# Start of DATA FOR THIS TASK

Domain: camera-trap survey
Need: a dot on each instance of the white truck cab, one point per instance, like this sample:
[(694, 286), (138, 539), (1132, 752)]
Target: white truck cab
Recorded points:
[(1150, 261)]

# End of DATA FOR THIS TASK

TASK DESCRIPTION:
Can you rewrite the records with "delivery van" in place of every "truck cab" and nothing else changed?

RESULT:
Domain: camera-trap survey
Need: a dot on each instance of the white delivery van, one point per instance, like this sample:
[(694, 286), (138, 539), (1132, 752)]
Target: white delivery van
Recorded points:
[(1150, 261)]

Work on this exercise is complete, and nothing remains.